▶ _Given instruction_
Filter the records below, keeping only the lines that contain the word "woman", and copy each such line in full.

==== Available records ====

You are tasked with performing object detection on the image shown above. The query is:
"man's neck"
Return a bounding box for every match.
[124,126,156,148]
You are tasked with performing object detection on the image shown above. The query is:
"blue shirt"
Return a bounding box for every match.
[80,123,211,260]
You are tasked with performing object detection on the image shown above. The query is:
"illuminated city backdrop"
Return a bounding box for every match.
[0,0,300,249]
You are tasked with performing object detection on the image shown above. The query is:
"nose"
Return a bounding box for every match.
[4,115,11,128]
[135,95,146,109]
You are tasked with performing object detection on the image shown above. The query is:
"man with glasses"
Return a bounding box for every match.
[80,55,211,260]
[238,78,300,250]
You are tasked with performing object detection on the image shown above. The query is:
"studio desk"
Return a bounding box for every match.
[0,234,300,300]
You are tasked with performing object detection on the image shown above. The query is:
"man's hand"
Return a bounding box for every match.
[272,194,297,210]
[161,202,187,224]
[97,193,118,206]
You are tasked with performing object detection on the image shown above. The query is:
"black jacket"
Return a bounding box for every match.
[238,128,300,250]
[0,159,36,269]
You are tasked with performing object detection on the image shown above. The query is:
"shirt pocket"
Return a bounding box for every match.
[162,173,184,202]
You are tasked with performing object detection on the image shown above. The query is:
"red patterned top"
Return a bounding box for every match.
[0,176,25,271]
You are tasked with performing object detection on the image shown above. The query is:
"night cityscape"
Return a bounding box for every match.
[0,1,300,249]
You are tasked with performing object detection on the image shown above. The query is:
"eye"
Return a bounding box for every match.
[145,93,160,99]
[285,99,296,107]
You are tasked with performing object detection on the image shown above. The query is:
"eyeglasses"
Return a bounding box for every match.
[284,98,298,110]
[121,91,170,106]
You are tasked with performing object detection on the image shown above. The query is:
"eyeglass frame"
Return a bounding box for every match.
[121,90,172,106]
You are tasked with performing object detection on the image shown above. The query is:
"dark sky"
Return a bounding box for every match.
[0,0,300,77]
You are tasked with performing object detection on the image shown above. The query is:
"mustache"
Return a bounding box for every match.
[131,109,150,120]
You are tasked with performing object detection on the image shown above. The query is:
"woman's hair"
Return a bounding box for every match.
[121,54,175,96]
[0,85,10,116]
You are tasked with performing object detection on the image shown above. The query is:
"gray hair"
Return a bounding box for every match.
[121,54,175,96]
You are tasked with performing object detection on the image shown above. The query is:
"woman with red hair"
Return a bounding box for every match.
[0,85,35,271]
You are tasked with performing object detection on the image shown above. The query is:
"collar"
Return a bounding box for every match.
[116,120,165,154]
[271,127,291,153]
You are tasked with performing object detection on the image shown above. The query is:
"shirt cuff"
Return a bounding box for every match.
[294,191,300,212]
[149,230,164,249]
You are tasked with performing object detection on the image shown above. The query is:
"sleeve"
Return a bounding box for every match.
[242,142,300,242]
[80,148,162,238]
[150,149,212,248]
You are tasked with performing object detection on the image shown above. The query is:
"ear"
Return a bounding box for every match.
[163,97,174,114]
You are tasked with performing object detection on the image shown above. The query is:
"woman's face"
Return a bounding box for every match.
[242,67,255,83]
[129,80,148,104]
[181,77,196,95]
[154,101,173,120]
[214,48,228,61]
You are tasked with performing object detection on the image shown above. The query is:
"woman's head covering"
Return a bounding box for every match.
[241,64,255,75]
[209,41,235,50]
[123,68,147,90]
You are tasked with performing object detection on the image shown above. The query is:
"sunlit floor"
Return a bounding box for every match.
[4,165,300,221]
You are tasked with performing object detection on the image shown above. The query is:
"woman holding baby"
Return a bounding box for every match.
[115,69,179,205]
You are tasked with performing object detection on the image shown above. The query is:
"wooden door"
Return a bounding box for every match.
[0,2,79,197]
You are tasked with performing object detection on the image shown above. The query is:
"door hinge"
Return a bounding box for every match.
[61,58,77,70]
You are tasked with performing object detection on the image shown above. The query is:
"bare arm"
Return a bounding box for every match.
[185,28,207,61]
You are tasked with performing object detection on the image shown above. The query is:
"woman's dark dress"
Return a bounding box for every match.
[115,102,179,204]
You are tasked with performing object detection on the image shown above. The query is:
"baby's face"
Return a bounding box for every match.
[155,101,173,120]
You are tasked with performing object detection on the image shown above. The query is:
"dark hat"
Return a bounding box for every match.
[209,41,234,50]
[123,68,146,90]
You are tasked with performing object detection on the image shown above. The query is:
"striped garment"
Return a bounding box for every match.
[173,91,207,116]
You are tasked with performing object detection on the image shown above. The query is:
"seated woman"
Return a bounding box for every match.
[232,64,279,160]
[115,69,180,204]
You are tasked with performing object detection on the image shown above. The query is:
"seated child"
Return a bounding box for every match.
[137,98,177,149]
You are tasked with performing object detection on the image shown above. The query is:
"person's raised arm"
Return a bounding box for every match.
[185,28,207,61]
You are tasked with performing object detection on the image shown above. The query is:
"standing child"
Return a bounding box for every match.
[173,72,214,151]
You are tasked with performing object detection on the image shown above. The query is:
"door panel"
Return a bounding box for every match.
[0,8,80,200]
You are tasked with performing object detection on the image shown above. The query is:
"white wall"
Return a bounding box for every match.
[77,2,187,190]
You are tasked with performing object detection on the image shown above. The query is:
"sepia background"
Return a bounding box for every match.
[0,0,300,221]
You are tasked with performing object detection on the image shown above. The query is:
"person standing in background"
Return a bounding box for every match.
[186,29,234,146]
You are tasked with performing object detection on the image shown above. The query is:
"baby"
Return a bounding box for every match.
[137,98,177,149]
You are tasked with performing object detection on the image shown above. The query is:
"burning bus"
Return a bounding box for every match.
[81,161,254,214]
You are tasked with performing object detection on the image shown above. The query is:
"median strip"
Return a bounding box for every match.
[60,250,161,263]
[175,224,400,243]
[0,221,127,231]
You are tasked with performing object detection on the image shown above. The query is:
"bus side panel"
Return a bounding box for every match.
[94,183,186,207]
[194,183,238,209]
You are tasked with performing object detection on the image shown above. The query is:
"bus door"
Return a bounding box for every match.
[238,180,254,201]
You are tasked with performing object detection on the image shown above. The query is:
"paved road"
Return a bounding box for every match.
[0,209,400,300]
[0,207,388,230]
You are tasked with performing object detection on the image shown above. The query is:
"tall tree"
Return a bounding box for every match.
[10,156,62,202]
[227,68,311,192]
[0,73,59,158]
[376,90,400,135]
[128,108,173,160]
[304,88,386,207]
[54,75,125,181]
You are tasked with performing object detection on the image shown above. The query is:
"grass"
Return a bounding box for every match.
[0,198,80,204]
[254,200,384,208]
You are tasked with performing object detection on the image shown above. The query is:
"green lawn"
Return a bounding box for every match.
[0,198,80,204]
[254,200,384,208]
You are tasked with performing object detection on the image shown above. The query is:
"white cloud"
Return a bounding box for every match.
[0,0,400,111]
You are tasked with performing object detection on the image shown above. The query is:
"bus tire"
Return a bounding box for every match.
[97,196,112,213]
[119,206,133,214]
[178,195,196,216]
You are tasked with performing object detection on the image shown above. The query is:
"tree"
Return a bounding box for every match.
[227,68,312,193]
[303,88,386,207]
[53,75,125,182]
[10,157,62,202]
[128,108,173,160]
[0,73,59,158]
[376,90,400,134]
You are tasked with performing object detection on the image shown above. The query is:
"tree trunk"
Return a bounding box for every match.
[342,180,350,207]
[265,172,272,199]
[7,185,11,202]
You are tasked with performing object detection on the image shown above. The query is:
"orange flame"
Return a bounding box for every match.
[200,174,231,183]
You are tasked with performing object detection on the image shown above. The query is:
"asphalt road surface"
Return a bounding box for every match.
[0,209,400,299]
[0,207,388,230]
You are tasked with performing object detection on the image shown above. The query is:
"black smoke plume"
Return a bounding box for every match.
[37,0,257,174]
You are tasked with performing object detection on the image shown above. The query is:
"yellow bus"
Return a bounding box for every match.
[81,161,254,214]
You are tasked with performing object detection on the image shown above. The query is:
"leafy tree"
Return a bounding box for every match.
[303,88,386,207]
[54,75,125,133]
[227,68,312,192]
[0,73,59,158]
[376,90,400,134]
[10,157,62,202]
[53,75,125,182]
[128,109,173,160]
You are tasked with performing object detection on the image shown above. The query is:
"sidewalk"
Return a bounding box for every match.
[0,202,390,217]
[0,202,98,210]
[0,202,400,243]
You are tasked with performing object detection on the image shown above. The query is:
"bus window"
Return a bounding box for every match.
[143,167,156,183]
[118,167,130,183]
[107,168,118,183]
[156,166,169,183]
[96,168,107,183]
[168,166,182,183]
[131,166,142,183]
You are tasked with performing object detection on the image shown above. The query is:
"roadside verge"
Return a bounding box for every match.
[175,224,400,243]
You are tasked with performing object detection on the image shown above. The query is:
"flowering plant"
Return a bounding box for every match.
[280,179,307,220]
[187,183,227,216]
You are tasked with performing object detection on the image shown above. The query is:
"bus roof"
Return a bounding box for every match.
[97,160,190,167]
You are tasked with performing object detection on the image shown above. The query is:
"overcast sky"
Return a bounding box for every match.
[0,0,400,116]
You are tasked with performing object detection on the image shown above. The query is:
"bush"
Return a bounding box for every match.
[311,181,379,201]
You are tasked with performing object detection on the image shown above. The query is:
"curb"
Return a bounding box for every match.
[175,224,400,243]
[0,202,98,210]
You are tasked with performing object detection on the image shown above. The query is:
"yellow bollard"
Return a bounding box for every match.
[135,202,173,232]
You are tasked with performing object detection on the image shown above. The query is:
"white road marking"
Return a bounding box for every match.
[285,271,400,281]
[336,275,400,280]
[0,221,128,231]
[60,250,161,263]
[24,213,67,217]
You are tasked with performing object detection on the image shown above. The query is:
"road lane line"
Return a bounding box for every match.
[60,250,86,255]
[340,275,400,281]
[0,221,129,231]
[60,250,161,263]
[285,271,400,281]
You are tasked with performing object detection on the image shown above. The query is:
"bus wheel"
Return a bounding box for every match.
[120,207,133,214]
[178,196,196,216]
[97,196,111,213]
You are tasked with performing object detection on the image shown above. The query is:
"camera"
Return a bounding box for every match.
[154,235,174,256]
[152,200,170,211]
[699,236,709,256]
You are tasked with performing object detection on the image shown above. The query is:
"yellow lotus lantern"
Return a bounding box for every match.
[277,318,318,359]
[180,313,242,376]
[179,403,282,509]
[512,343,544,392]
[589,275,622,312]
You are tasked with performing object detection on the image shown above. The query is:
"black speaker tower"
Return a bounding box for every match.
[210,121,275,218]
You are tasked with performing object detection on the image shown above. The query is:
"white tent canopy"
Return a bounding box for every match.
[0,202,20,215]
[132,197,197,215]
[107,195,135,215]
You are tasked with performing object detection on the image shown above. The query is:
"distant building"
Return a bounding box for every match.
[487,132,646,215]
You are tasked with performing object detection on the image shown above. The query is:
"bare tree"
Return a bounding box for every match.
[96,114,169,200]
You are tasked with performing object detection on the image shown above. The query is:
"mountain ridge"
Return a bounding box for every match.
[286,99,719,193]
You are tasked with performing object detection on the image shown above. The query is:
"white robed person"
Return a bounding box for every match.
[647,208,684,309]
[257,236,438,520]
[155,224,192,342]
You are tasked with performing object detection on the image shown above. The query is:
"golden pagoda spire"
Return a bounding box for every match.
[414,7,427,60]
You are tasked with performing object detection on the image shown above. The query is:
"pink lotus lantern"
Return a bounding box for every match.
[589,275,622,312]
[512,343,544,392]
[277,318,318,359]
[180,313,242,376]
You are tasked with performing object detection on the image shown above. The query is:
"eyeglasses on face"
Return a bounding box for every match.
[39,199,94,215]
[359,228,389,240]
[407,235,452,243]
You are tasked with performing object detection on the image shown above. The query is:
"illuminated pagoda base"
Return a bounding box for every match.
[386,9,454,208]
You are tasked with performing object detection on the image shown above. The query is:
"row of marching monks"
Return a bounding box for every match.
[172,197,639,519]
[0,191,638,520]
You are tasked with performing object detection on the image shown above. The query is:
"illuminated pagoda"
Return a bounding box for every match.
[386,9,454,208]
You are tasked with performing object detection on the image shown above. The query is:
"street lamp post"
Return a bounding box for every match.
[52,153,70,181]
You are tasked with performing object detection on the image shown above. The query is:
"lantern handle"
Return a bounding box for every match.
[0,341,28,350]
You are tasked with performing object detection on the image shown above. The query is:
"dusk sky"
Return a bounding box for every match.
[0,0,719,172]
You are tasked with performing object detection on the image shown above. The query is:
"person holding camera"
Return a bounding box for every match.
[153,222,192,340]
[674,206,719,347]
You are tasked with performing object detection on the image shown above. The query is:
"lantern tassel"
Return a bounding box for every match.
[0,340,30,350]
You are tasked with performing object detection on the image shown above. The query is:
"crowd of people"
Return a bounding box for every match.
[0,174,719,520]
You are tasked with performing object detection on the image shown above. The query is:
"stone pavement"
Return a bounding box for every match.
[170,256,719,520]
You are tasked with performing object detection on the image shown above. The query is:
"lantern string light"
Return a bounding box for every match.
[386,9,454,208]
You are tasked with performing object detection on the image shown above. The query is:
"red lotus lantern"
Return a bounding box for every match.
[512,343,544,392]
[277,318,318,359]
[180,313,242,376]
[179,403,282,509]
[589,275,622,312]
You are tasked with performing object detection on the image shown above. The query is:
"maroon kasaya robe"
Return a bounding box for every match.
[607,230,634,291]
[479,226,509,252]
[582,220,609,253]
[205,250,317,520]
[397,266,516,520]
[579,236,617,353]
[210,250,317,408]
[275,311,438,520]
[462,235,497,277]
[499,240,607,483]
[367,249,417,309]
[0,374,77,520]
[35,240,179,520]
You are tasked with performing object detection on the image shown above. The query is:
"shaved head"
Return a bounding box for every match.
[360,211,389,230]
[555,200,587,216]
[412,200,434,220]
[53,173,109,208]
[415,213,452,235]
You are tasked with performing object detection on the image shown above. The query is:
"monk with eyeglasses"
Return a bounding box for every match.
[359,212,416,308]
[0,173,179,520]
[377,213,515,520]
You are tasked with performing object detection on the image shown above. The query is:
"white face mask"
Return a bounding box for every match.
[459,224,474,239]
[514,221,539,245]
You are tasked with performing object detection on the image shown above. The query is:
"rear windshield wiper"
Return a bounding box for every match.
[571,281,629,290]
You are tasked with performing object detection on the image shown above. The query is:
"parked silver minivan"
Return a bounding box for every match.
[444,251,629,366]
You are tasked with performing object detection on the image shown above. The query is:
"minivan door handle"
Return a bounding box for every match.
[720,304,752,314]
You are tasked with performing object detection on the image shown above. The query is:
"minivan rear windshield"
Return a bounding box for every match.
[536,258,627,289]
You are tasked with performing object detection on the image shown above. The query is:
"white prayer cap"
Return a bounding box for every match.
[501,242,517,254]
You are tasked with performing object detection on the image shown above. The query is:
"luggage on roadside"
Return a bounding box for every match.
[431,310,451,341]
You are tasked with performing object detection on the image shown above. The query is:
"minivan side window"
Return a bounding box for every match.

====

▶ _The result_
"woman's hair"
"woman with red hair"
"woman's face"
"woman's head covering"
"woman holding baby"
"woman's dark dress"
"seated woman"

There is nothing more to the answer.